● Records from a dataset
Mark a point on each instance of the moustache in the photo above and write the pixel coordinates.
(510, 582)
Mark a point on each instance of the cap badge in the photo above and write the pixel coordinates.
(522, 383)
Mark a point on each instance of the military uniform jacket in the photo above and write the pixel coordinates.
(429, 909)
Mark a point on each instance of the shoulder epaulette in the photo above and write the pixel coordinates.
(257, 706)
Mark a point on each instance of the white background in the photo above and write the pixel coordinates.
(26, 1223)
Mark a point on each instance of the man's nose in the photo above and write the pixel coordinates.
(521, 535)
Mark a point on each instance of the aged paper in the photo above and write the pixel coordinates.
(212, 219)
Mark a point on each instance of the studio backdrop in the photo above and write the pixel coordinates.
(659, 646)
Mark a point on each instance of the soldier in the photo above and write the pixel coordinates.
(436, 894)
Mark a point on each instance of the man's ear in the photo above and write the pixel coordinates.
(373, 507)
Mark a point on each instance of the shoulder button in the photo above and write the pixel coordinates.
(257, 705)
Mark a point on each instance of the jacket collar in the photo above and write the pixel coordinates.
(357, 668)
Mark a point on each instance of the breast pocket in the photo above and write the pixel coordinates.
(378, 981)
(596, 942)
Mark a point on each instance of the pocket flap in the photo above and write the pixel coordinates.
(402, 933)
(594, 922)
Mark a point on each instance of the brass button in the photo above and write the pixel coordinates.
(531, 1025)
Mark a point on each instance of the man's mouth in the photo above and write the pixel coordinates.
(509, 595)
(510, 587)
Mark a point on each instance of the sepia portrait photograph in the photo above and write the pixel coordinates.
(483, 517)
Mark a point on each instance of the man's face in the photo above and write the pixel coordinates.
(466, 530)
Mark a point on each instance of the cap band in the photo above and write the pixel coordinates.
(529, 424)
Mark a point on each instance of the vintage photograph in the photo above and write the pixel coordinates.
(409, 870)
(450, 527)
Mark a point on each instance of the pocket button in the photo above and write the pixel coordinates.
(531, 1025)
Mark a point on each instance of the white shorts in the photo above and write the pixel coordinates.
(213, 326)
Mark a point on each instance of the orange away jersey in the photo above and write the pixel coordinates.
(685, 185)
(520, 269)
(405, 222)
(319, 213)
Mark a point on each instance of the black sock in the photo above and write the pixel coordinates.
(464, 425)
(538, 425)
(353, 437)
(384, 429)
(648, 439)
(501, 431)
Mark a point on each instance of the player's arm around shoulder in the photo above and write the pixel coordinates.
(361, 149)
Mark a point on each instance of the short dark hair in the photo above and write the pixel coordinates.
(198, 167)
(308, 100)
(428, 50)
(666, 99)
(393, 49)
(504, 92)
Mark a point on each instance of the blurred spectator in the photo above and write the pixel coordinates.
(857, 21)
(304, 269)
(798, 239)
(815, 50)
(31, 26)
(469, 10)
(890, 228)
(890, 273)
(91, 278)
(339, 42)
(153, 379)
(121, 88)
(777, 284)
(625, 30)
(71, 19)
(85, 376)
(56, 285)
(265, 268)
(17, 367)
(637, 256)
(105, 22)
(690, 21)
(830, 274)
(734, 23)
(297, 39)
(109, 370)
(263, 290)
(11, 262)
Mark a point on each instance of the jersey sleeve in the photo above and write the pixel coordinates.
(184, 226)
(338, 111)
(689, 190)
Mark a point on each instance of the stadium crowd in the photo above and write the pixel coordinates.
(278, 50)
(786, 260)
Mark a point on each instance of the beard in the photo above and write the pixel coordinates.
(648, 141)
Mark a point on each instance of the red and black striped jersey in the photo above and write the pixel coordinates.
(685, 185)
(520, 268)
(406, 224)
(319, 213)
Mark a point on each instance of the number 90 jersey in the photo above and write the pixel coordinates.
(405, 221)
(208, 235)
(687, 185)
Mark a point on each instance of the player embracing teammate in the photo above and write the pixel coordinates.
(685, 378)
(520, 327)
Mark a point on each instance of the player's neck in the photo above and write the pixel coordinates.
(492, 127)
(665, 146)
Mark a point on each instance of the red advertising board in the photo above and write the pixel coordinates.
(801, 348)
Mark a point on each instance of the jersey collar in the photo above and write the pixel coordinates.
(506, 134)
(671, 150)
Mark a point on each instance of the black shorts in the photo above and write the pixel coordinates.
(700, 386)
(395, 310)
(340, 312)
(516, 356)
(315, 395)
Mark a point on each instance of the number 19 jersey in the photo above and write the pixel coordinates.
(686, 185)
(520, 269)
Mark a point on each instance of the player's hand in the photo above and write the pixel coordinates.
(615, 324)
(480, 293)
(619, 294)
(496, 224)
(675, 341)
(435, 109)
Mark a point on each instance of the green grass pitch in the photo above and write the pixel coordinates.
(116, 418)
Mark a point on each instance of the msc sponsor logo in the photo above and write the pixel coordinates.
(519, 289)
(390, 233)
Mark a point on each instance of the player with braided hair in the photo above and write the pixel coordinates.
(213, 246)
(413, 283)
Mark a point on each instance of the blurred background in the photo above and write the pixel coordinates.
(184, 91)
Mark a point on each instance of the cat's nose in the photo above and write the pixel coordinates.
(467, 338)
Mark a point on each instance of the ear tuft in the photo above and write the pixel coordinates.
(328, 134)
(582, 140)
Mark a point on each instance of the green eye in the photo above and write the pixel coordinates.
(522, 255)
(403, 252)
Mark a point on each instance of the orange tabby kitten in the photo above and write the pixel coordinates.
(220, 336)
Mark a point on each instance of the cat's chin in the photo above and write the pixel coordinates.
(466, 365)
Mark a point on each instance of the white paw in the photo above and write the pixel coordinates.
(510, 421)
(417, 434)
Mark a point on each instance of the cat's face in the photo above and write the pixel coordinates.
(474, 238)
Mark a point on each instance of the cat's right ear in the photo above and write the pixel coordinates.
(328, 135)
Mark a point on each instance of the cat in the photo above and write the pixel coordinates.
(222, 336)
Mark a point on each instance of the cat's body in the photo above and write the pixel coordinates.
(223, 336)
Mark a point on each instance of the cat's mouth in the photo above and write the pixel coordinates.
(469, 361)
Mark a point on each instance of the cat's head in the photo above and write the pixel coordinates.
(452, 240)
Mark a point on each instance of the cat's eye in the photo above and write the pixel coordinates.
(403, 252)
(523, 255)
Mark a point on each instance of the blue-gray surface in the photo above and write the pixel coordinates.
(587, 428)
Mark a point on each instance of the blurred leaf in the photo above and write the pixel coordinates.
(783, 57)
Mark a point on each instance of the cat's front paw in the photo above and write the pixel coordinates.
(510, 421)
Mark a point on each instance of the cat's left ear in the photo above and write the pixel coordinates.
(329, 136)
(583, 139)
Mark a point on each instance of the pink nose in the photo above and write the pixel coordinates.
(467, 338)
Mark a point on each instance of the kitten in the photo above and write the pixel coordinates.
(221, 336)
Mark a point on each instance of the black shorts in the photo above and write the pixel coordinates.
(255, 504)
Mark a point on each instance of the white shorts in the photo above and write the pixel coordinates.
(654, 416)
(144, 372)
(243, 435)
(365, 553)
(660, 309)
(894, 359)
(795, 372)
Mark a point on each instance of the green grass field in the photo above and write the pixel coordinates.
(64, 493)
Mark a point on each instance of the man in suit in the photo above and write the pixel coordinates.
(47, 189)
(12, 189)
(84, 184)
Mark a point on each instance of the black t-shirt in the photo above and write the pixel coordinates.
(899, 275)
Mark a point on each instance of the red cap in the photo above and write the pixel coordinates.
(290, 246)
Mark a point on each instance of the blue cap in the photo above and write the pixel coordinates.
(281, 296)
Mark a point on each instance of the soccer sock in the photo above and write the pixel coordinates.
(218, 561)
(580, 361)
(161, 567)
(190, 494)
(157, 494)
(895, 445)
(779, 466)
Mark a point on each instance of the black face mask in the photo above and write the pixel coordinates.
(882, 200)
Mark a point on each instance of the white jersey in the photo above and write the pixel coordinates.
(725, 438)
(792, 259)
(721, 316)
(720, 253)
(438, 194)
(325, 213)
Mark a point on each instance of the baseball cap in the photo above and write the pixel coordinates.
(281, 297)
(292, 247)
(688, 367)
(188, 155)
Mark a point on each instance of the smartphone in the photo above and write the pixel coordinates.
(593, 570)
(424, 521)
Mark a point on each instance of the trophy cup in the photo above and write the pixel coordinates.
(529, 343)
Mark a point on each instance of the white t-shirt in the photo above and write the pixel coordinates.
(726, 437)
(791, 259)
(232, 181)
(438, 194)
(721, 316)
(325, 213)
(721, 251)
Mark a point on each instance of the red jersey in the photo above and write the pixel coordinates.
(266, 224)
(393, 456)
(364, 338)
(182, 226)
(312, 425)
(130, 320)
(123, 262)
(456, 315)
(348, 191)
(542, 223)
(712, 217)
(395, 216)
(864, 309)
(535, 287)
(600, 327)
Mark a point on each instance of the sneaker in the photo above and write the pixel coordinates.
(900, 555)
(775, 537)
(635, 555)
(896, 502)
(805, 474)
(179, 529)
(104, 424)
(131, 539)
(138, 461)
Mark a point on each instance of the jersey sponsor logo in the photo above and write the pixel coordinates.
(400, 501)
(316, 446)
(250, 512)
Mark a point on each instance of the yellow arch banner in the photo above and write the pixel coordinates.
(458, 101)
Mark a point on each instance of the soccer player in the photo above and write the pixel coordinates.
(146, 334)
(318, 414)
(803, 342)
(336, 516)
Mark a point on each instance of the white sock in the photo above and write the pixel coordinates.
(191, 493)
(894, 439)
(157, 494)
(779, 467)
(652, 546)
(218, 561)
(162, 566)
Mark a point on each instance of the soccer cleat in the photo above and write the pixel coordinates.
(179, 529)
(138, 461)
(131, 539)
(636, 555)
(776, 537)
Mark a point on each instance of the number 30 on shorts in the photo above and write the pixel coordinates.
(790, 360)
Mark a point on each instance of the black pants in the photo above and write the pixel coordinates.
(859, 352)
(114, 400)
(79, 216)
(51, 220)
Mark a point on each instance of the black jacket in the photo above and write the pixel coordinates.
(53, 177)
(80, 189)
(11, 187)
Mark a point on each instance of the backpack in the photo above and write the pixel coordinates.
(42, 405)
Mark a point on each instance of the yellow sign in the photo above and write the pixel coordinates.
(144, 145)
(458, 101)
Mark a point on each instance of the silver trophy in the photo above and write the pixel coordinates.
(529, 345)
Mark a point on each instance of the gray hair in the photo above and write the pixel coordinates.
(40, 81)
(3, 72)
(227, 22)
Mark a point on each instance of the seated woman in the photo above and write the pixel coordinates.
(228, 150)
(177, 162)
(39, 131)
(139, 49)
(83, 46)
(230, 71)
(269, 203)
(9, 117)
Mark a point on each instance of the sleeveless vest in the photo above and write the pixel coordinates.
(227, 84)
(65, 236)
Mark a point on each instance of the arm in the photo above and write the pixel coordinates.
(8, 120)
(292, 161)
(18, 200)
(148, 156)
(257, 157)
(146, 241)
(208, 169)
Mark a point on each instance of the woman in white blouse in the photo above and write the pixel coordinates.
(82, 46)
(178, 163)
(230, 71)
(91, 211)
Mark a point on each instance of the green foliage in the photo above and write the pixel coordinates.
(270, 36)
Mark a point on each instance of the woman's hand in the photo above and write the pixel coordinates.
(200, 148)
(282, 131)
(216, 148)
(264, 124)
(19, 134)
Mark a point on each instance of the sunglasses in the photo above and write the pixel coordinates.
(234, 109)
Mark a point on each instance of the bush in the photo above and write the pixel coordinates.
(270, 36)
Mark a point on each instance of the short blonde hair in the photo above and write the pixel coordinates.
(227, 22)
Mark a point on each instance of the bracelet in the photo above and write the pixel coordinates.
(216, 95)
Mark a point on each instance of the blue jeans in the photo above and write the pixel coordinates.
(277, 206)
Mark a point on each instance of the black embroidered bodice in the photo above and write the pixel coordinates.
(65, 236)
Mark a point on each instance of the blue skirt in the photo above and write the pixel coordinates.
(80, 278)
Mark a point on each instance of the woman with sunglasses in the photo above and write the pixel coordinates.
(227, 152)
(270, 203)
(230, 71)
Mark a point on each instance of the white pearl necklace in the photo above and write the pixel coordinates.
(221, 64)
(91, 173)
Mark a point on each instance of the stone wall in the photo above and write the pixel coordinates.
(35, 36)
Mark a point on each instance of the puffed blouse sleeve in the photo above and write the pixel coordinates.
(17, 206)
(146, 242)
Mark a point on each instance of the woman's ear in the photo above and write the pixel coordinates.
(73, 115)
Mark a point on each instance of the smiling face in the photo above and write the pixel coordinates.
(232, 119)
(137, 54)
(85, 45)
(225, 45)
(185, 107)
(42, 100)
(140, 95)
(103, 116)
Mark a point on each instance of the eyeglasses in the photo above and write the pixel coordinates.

● What the exercise asks
Every line from the line containing "Mark a point on each instance of the green foliage" to the last line of the material above must be repeated exactly, and no other line.

● Correct result
Mark a point on each instance of the green foliage in the photo above and write the pixel coordinates.
(270, 36)
Mark a point on each instance of the woman's hand in the photo above and write the pixel coordinates.
(200, 148)
(282, 131)
(216, 148)
(264, 124)
(19, 134)
Mark a point on each instance of the sunglasses in the photo above and write the pixel coordinates.
(234, 109)
Mark a point on each instance of the bush in the photo above and write the pixel coordinates.
(270, 36)
Mark a point on each instance of the short blonde hair in the photo above and write the pixel coordinates.
(227, 22)
Mark a point on each instance of the bracelet in the photo above and write the pixel coordinates.
(216, 95)
Mark a point on each instance of the blue jeans in the photo above and write the pixel coordinates.
(277, 206)
Mark a point on each instance of the black embroidered bodice in the photo above and write the pixel coordinates.
(65, 236)
Mark a point on each instance of the blue skirt in the photo above and write the pixel coordinates.
(80, 278)
Mark a point on each instance of the woman with sunglasses in the photo above and write the pixel coordinates.
(227, 152)
(270, 203)
(230, 71)
Mark a point on each instance of the white pearl necklace in the photo above and write the pixel coordinates.
(221, 64)
(91, 173)
Mark a point on each instance of the stone wall in the photo above and write the pixel coordinates.
(35, 36)
Mark a point on each instance of the puffed blouse sleeve in the photo above and write the pixel coordinates.
(17, 206)
(146, 242)
Mark a point on each instance of the woman's ear in the photo above and write the pixel coordinates.
(73, 115)
Mark a point on each instance of the smiling face in the photo above and write the pixel coordinates.
(232, 119)
(137, 54)
(85, 45)
(225, 45)
(185, 107)
(42, 100)
(140, 95)
(103, 116)
Mark a point on each instance of the eyeglasses in the photo above and write the pixel coordinates.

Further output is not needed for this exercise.